--- Start Data in this exercise ---

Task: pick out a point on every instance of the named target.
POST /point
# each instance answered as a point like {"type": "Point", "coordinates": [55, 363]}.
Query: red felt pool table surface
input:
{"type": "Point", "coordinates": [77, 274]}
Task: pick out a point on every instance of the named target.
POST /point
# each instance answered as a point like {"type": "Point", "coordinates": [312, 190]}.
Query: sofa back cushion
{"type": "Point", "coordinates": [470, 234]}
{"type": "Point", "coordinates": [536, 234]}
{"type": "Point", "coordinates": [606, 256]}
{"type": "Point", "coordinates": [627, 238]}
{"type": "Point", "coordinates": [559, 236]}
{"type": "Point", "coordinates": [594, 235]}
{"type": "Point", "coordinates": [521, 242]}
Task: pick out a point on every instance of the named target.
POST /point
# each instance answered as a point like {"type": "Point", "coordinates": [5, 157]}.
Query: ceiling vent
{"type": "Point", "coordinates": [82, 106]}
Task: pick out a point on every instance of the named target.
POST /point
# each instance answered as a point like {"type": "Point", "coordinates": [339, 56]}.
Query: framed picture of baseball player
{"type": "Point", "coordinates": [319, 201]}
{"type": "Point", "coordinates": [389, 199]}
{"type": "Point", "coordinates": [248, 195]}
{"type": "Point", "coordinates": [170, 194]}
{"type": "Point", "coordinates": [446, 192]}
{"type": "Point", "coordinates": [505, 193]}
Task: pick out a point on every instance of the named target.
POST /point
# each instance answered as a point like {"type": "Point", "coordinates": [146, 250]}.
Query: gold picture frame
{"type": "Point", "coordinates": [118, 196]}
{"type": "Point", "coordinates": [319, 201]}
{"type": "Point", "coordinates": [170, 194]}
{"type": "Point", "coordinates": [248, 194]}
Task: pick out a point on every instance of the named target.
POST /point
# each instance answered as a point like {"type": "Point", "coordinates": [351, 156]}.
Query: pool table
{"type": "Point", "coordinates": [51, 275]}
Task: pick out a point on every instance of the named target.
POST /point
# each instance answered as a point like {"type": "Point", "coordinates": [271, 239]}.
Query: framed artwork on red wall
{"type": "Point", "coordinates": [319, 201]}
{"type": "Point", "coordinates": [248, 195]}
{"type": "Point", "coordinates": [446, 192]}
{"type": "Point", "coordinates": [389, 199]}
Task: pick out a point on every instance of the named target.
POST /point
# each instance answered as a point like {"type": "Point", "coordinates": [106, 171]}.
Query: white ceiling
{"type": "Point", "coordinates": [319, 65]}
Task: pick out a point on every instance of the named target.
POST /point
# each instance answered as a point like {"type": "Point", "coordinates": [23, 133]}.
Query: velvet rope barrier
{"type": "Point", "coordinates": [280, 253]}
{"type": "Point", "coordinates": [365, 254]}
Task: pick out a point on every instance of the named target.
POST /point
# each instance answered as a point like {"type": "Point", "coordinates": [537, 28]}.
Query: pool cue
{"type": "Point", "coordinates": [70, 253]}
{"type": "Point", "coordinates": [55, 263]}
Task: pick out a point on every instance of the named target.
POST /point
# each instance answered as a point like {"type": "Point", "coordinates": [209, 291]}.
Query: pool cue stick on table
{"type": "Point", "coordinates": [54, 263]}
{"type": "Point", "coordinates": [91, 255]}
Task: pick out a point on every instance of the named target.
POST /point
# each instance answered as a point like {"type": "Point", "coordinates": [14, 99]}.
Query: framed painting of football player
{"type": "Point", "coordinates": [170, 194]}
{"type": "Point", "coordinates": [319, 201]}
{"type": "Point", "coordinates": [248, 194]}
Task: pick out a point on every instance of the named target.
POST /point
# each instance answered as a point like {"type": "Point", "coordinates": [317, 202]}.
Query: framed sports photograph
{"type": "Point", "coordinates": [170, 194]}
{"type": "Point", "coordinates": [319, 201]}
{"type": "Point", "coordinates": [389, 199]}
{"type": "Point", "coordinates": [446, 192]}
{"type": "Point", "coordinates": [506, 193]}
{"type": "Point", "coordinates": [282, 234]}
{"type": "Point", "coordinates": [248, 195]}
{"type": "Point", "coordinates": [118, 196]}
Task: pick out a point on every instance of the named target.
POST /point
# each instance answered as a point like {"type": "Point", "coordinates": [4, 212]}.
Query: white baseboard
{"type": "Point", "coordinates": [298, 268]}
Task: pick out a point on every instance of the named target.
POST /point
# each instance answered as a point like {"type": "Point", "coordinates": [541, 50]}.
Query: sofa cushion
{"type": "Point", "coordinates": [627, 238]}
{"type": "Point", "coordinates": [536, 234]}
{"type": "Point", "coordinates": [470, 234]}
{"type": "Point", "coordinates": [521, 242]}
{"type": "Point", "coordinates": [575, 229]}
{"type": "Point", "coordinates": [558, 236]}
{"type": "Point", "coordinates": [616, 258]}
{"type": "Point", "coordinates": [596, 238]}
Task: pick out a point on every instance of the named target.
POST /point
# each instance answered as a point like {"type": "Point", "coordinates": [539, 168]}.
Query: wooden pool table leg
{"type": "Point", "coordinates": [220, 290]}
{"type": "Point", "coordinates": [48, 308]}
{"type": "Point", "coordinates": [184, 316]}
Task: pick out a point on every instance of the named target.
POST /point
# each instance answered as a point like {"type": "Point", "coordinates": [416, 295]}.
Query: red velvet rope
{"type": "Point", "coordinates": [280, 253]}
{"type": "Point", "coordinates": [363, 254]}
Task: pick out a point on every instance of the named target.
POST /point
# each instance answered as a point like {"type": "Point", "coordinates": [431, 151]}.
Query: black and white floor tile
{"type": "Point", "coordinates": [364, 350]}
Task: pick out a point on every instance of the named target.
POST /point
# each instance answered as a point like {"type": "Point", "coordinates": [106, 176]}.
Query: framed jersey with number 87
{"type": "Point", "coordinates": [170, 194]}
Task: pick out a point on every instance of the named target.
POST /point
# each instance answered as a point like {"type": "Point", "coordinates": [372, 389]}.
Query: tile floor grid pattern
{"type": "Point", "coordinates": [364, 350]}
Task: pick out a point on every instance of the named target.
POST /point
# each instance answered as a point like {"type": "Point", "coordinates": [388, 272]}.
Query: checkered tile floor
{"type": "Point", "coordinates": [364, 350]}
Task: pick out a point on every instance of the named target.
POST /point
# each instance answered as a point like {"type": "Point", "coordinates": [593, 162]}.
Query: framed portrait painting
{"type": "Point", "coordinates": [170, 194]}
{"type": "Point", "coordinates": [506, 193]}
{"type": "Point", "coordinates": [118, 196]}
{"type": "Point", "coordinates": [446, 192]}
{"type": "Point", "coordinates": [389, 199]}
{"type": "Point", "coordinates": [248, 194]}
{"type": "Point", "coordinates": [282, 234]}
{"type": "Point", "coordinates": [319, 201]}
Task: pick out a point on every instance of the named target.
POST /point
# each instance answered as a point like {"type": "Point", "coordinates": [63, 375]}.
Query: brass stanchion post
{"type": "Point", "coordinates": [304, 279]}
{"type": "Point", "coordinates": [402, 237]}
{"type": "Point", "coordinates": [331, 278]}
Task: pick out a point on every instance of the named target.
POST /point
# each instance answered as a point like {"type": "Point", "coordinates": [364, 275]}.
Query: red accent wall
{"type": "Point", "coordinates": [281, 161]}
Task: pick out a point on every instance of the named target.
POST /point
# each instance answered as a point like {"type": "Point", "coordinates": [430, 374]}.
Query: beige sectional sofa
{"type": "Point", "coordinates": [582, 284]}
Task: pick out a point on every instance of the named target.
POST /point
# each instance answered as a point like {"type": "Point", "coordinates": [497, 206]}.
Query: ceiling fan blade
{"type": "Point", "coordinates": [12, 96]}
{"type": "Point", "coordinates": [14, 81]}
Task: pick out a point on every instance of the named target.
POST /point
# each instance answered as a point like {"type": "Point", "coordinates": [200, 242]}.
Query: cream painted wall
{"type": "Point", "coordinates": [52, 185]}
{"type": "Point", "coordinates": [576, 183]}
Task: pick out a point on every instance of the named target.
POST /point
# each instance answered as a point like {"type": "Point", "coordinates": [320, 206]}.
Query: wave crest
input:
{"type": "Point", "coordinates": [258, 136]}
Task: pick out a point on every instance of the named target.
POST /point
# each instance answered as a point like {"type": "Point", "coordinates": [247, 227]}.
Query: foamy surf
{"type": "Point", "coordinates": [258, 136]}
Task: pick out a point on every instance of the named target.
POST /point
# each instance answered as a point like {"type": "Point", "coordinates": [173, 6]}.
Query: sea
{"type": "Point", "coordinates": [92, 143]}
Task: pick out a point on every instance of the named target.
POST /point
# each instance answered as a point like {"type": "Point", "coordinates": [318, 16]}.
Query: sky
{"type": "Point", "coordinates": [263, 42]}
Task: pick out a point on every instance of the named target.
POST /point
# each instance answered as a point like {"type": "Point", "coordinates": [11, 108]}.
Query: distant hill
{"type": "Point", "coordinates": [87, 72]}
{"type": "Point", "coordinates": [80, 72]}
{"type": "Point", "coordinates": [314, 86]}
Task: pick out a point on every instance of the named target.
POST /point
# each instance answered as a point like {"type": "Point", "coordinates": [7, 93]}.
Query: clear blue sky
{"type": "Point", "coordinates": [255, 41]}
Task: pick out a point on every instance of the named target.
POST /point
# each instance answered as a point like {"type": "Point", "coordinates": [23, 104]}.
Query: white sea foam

--- End Data in this exercise ---

§ **Work instructions**
Select every line above that contains the word "tile" and copy each one out in full.

§ **Response**
Query: black and white floor tile
Query: tile floor grid pattern
Query: checkered tile floor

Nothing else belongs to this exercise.